* _Objective_: Begin at the line of the listing that has "One marker belongs on each instance of the ceiling beam." and stop after the line that has "[(437, 218), (451, 218), (608, 292)]". Rewrite only those lines, requests included, and shift every coordinate in the answers by adding 129 to each number.

* _Listing_:
▬▬▬▬▬▬
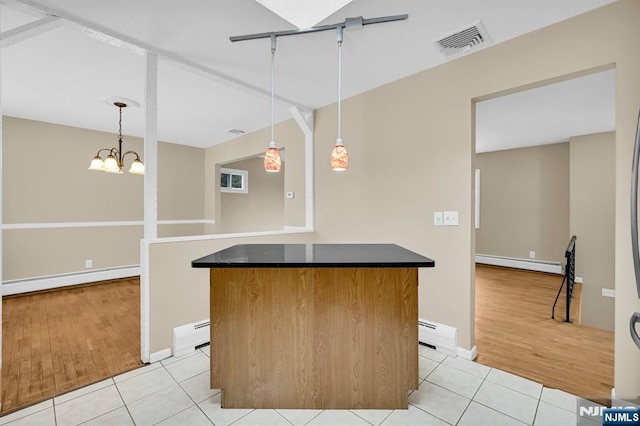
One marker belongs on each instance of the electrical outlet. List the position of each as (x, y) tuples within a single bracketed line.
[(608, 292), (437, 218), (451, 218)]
▬▬▬▬▬▬
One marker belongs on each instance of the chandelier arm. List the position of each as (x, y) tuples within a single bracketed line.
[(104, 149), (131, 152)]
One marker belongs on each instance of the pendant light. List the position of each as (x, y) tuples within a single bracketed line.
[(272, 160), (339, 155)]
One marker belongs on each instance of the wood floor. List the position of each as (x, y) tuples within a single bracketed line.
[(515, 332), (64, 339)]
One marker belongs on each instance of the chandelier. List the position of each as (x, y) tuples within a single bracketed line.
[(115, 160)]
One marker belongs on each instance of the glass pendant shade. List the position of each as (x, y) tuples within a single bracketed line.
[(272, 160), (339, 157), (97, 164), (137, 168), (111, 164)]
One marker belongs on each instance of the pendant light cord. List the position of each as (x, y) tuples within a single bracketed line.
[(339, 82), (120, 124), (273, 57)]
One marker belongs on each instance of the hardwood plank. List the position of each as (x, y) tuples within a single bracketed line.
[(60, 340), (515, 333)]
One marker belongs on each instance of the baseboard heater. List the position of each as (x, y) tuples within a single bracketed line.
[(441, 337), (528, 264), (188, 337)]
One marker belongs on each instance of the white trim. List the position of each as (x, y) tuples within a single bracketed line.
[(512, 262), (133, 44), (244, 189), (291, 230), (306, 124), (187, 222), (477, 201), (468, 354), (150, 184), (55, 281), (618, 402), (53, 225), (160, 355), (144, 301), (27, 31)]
▬▬▬▬▬▬
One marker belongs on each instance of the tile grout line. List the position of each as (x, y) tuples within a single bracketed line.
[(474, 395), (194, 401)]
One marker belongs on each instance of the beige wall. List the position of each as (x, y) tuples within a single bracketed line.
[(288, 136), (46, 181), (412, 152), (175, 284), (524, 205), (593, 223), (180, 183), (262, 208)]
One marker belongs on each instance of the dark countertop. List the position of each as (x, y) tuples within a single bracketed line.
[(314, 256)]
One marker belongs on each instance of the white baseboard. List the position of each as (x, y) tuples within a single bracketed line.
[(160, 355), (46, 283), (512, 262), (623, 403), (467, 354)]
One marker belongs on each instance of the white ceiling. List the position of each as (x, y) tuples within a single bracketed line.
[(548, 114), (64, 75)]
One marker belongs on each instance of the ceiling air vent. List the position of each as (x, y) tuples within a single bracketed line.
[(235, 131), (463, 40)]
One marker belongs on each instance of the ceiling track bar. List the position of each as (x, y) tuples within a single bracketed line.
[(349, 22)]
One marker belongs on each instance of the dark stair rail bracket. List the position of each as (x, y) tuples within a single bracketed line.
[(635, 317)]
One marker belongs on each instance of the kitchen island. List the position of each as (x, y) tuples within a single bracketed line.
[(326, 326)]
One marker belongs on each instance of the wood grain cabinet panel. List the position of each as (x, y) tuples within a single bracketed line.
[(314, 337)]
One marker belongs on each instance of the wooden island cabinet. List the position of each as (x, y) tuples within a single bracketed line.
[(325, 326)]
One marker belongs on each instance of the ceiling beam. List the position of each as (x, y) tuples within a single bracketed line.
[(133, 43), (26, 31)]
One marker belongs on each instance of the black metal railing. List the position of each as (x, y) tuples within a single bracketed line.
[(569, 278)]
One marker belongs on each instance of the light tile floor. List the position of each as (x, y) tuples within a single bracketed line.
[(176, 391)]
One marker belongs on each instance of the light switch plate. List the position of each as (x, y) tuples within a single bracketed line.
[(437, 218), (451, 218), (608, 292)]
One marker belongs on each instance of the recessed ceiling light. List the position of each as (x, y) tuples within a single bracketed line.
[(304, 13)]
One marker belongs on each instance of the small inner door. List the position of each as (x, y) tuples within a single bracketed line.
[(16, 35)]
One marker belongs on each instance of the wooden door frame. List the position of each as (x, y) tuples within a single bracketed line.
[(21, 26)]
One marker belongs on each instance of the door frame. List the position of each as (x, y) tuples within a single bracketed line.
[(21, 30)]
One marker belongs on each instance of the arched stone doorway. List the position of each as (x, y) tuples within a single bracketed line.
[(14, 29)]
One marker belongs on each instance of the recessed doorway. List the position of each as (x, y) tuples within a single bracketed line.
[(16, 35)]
▬▬▬▬▬▬
* _Reply_:
One marker belongs on each instance of the ceiling beam. List the position of each as (x, y) tuples within a single bracketed line.
[(262, 172), (155, 160)]
One marker belongs on each instance of the black metal railing. List the position of each as (x, y) tuples within a single bracketed line.
[(698, 407)]
One marker belongs on each instance of the light tile floor. List the position of each as (x, y) tuples within a single bracketed line.
[(305, 520)]
One marker belongs on each instance of the light switch plate. List the position of each as (x, y) tuples within a single bracketed line.
[(566, 347), (580, 347), (737, 421)]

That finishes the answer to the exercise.